Collected data
——————
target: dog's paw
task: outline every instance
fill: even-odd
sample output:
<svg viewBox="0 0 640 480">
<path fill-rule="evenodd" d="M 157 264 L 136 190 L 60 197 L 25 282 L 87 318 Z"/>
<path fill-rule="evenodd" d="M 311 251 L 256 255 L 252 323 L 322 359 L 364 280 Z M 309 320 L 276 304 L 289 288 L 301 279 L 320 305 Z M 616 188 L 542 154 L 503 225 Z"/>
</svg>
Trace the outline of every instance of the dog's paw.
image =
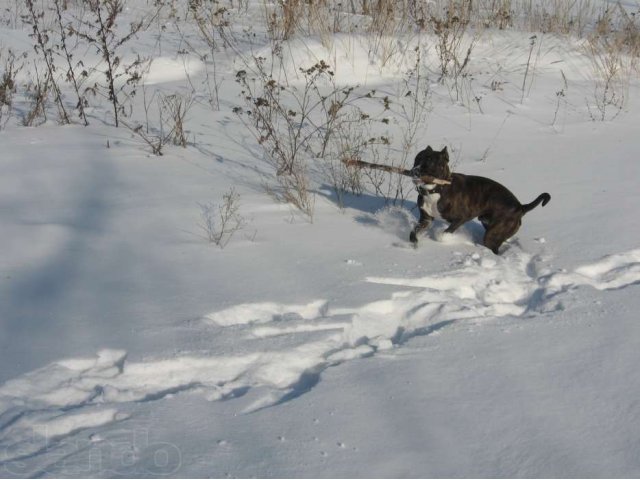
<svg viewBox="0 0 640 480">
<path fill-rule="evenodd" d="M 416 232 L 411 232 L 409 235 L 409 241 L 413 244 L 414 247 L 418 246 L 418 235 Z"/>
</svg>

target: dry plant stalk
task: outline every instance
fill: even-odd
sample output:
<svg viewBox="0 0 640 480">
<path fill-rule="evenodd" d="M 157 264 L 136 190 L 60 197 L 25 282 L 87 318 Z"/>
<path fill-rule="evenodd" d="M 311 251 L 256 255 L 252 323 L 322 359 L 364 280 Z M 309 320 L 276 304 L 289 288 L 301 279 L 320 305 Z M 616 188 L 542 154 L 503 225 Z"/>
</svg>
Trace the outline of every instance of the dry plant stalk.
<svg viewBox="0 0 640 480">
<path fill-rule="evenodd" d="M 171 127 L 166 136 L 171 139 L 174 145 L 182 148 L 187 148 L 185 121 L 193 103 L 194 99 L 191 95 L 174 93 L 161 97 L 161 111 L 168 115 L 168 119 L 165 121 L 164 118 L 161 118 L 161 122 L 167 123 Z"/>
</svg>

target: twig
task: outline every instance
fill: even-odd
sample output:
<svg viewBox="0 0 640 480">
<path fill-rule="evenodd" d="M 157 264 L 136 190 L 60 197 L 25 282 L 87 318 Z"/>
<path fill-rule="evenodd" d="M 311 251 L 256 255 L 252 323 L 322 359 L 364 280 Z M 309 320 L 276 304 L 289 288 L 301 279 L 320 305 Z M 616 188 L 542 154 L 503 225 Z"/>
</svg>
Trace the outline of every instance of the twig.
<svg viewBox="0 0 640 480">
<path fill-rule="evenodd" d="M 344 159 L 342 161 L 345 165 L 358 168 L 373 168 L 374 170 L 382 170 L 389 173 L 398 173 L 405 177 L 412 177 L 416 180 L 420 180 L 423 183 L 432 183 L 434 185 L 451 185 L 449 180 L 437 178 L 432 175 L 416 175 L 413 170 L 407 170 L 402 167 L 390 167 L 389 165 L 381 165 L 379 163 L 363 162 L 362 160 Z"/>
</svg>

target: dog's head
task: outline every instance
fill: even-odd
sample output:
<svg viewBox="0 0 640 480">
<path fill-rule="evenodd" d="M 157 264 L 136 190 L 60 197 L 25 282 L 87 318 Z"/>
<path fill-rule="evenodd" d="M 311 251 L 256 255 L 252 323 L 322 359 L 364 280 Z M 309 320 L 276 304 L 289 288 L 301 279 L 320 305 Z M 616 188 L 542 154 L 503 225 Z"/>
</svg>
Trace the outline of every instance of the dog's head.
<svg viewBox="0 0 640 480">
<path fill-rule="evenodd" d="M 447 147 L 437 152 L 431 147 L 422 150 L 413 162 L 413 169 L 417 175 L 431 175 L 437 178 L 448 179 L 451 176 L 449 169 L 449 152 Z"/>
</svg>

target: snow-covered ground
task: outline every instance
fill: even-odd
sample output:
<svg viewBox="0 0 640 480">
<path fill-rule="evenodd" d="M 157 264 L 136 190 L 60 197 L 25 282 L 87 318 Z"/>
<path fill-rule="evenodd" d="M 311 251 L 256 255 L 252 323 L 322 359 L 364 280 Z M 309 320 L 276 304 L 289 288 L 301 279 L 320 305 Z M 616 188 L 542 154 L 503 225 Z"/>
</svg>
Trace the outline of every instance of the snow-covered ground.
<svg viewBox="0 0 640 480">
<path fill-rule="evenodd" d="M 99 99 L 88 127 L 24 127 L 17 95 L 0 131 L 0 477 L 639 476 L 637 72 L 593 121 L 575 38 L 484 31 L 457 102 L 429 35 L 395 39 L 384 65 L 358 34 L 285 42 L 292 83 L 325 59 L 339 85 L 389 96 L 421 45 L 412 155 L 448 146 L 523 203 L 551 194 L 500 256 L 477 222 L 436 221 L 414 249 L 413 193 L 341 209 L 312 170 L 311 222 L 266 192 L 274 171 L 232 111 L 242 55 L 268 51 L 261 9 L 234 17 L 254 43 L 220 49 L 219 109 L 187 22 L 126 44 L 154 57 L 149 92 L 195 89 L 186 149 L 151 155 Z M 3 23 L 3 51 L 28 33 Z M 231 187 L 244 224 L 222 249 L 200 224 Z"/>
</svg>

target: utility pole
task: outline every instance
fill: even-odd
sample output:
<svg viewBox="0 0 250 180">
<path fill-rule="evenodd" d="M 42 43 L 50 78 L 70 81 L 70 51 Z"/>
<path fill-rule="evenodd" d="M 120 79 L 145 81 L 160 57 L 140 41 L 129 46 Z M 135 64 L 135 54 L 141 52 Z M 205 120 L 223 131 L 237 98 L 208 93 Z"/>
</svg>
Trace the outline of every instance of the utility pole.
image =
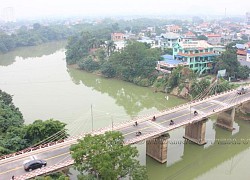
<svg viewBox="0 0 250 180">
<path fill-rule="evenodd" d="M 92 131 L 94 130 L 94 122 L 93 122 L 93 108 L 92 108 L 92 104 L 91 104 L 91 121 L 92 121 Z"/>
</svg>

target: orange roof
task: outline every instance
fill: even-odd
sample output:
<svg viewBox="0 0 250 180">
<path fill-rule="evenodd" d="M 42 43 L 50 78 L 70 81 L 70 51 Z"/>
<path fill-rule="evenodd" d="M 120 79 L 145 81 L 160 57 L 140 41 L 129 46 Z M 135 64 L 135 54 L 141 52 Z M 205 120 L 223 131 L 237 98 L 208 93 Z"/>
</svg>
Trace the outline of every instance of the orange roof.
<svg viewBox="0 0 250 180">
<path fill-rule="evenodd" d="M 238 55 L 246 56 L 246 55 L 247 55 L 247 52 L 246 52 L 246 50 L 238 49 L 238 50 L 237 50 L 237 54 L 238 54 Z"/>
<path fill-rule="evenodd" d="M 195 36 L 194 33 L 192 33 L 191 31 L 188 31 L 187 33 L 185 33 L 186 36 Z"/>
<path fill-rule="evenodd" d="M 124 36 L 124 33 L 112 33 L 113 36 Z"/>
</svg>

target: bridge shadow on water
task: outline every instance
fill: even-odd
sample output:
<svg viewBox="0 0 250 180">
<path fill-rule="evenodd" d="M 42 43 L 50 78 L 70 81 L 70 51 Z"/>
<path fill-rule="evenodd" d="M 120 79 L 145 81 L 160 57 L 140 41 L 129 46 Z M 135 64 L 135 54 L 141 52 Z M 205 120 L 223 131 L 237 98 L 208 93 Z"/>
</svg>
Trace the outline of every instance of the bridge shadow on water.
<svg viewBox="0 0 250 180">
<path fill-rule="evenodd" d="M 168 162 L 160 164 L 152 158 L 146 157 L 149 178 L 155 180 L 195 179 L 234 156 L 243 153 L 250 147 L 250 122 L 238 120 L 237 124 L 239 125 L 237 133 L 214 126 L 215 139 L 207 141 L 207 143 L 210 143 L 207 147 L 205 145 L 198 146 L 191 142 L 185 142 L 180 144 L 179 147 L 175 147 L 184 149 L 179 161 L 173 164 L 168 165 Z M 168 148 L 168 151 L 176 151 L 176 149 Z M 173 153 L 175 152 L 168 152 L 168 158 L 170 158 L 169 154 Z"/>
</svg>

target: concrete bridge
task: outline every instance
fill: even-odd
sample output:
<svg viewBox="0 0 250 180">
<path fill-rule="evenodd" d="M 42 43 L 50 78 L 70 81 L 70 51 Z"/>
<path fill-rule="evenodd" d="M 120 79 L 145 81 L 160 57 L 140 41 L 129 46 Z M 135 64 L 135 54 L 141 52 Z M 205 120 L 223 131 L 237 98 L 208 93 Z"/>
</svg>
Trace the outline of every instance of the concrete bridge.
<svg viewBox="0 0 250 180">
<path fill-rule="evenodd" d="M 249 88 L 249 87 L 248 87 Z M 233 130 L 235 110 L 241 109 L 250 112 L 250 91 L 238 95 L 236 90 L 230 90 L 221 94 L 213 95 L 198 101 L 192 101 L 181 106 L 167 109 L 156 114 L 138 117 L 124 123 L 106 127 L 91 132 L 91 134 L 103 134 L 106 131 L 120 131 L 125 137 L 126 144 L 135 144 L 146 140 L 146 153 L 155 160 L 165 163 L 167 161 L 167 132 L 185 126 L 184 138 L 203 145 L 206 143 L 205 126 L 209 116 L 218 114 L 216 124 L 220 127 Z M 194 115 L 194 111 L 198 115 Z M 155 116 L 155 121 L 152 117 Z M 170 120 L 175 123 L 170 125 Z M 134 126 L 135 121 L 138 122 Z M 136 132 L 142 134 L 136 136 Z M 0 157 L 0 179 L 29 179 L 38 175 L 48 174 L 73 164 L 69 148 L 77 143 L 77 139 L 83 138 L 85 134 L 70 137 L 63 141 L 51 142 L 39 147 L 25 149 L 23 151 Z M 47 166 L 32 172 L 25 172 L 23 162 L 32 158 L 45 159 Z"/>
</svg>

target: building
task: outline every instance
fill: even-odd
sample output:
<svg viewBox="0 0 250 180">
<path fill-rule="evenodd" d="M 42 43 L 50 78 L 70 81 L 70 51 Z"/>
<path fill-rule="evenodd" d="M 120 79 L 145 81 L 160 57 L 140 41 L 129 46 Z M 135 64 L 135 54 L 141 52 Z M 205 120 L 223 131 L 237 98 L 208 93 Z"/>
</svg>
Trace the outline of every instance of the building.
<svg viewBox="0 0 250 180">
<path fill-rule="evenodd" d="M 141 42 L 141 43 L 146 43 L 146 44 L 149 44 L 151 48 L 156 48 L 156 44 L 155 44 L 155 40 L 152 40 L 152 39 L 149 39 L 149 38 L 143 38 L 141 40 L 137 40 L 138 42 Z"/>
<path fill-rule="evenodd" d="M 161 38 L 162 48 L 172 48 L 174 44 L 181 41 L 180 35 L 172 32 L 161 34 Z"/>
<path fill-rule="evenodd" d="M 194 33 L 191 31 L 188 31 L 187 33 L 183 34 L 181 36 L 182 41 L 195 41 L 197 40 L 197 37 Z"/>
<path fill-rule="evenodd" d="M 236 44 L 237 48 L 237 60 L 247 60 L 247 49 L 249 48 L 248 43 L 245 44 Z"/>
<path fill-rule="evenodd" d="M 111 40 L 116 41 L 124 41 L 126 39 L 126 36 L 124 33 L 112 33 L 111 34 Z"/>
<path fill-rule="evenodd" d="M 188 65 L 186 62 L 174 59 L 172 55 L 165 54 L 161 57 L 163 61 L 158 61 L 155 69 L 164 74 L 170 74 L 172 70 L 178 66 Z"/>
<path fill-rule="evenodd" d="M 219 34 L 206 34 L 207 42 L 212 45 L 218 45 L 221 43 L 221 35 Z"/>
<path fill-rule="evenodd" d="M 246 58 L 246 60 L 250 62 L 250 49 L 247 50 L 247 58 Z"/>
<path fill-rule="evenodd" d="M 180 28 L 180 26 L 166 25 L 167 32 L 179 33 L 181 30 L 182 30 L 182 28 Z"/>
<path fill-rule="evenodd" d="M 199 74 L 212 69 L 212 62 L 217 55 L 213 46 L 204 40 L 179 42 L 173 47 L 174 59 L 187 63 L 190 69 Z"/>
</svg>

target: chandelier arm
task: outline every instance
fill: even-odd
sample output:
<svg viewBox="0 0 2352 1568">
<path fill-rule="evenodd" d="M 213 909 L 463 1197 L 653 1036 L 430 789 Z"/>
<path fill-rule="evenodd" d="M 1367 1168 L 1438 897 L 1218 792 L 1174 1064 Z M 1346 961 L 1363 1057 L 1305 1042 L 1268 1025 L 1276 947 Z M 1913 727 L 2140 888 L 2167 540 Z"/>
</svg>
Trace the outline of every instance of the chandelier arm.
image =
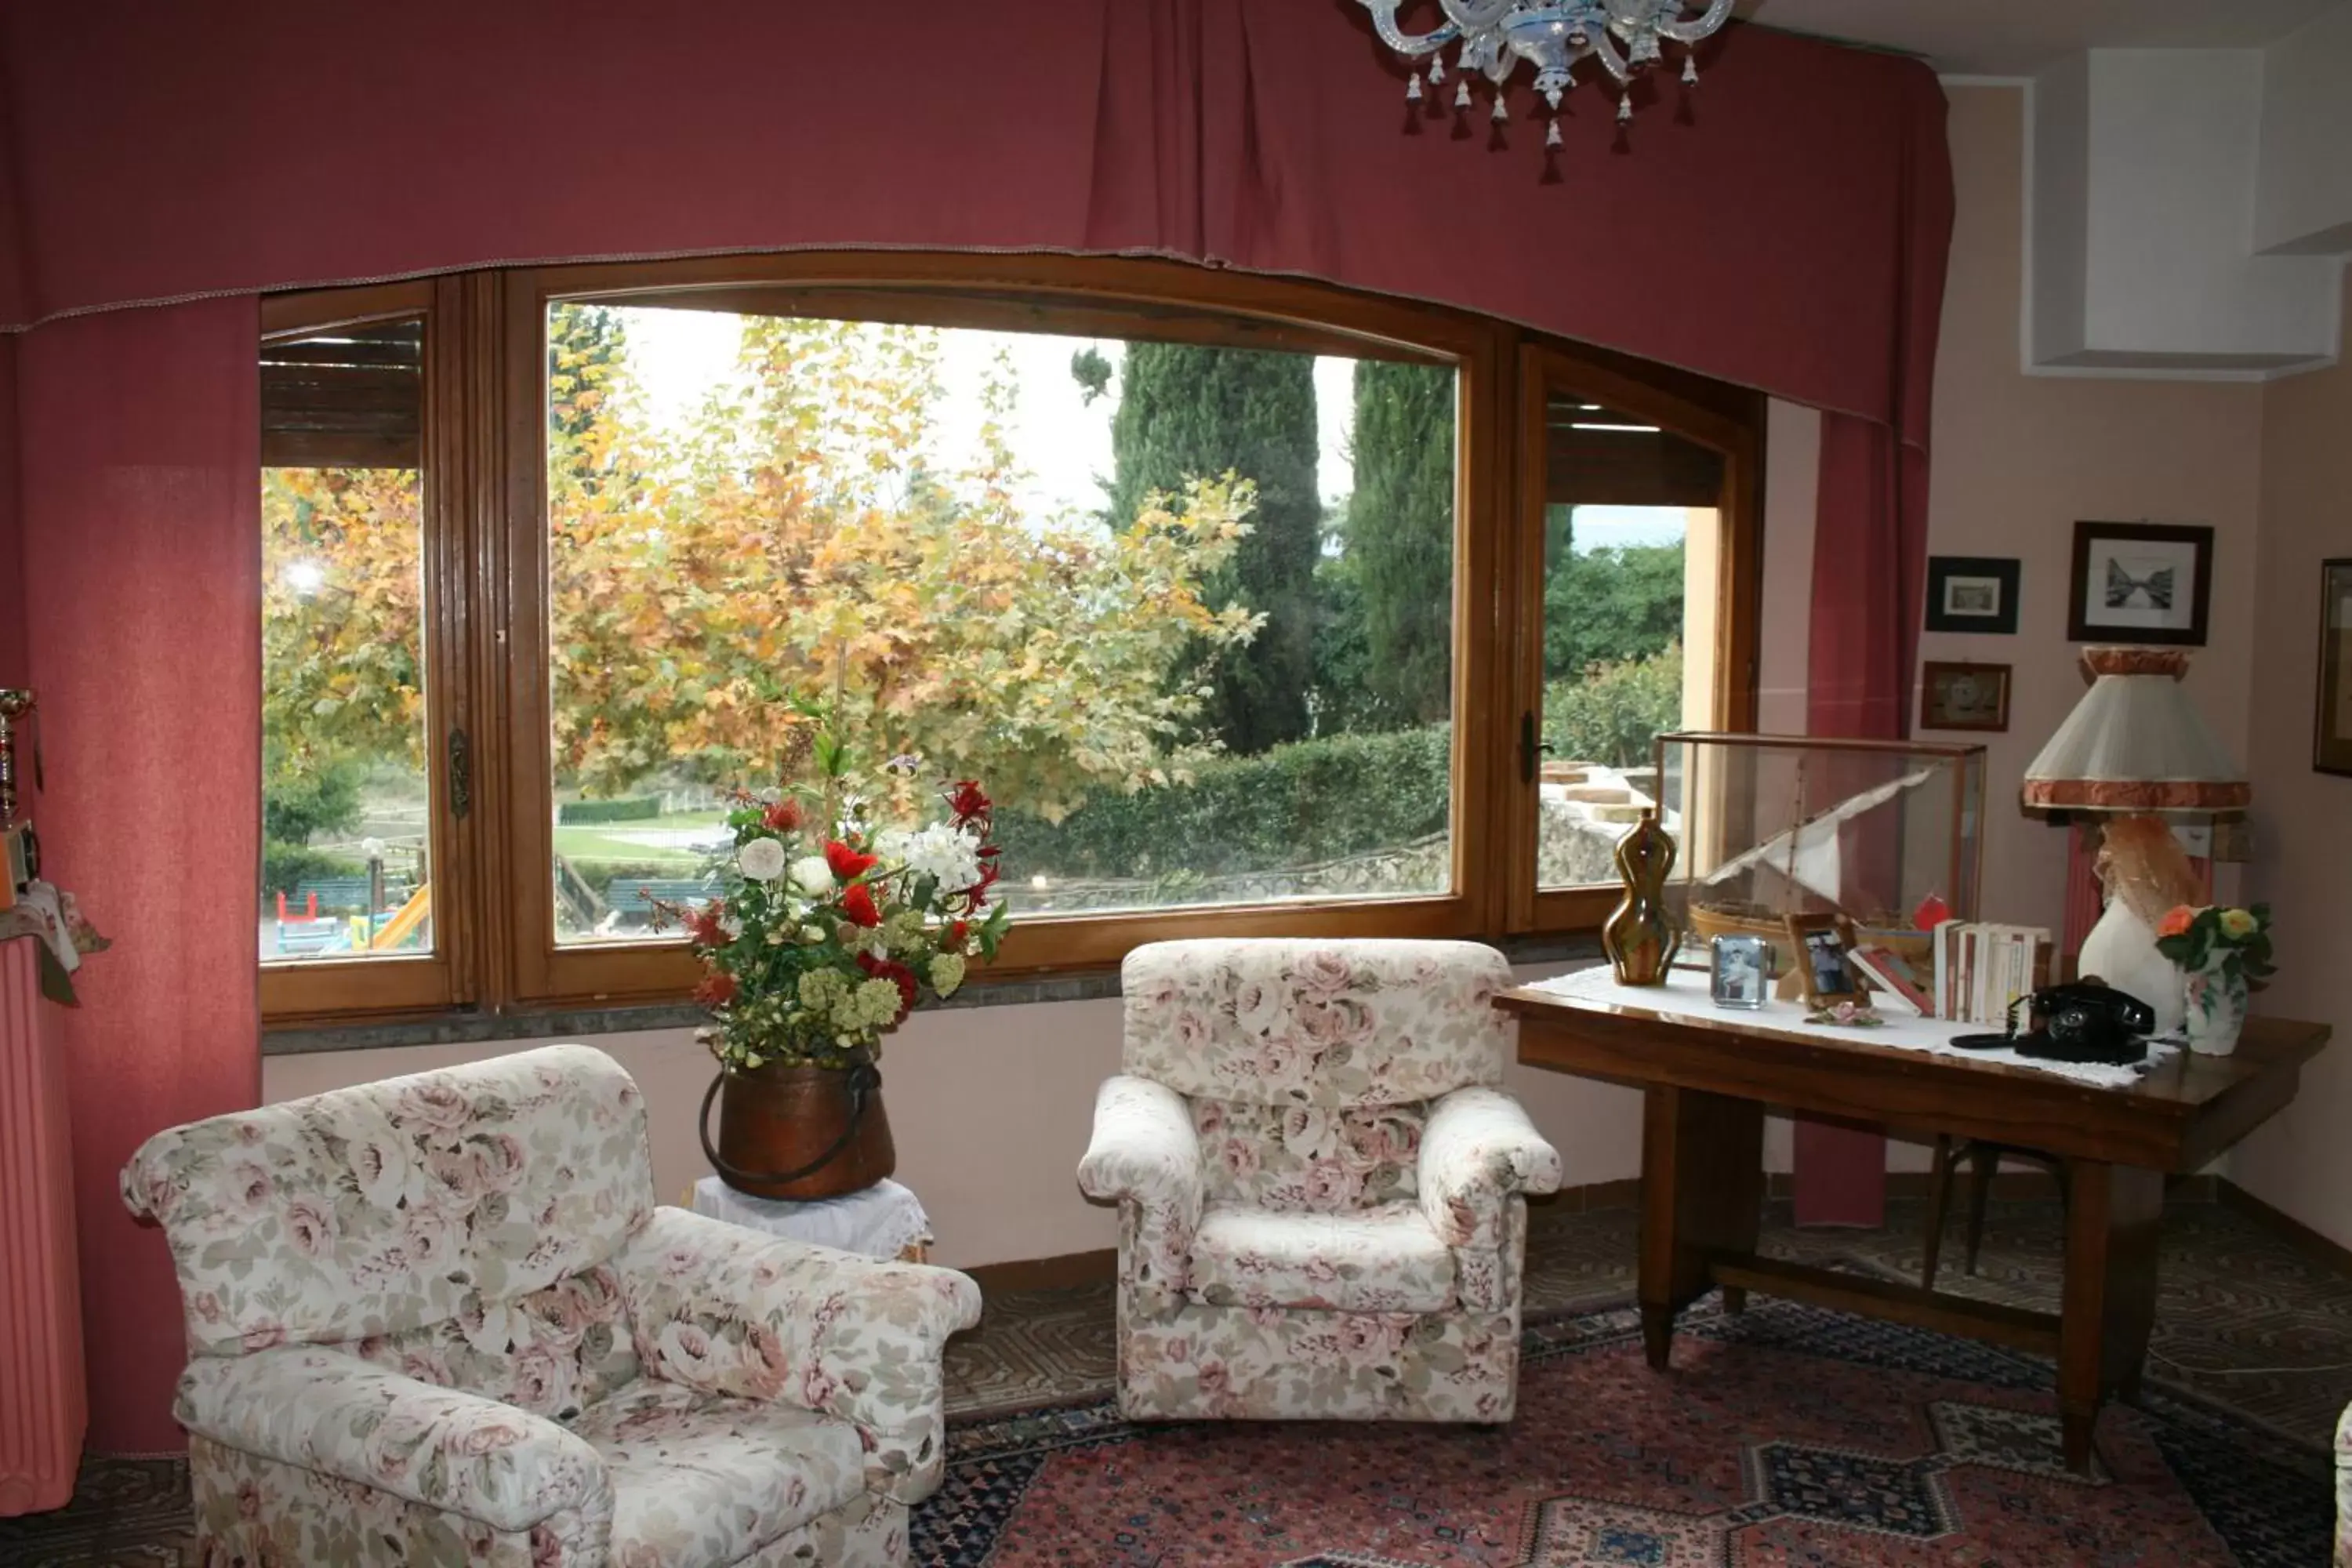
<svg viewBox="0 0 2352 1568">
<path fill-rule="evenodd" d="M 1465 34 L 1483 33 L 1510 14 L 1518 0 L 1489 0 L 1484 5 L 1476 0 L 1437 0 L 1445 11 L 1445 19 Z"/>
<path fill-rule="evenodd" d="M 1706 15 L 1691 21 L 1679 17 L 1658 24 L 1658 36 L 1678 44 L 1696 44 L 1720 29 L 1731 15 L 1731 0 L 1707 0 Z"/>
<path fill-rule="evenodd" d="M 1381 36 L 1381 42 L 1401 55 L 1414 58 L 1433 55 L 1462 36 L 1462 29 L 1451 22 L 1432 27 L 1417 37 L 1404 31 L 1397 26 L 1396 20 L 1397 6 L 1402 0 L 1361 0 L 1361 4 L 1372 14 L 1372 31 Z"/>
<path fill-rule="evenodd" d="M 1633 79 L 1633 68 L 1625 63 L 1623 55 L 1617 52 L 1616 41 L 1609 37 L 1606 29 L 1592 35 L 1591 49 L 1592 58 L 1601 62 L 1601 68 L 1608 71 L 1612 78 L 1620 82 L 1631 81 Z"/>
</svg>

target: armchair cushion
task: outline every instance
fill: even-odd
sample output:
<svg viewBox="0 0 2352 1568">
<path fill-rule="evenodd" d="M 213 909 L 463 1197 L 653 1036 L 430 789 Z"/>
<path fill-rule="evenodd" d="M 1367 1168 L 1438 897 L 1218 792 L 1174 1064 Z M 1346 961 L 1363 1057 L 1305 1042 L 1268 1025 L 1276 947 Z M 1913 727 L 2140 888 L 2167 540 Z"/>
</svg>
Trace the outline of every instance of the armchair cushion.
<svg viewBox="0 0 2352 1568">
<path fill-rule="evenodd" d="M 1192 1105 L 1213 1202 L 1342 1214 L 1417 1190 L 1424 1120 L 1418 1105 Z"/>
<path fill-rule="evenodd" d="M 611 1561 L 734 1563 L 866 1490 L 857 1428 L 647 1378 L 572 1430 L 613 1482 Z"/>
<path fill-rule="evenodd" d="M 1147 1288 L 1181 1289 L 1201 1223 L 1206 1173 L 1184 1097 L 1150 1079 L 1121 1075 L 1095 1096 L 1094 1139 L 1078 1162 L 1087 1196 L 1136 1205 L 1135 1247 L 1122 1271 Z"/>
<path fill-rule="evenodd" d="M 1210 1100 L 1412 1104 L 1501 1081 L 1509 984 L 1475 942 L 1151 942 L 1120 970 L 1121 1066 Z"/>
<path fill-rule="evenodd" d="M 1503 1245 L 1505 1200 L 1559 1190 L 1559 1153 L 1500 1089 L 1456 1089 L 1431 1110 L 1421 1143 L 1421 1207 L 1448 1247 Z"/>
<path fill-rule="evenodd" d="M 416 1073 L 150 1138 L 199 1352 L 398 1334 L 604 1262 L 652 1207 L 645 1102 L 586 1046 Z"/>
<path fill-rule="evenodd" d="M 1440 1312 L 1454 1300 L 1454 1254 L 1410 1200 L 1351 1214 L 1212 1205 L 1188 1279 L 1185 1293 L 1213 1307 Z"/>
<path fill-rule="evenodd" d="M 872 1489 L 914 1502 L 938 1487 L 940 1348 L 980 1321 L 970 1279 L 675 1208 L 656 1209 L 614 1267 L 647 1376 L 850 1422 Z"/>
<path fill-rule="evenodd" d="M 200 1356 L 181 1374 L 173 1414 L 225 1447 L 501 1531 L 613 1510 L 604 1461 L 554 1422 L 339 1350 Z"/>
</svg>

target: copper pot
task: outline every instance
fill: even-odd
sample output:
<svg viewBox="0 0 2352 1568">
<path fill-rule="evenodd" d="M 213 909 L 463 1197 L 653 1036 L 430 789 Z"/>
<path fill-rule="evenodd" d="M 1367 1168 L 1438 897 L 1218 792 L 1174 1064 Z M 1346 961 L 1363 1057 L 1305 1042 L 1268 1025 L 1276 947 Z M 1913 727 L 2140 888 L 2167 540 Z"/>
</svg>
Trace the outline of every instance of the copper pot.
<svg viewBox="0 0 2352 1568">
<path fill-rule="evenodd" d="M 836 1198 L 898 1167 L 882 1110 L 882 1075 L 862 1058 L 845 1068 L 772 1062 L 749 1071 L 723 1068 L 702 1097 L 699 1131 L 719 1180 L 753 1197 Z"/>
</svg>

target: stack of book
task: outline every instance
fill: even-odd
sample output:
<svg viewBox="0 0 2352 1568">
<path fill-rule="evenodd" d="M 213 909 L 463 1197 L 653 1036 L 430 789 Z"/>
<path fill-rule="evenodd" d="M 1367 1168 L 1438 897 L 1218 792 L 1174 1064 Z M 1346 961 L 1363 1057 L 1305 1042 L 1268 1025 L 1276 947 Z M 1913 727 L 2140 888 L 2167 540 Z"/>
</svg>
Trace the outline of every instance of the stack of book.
——————
→ **Your goal**: Among the lines above, find those with the word "pole". Copy them.

→ **Answer for this exercise**:
target: utility pole
Trace the outline of every instance of the utility pole.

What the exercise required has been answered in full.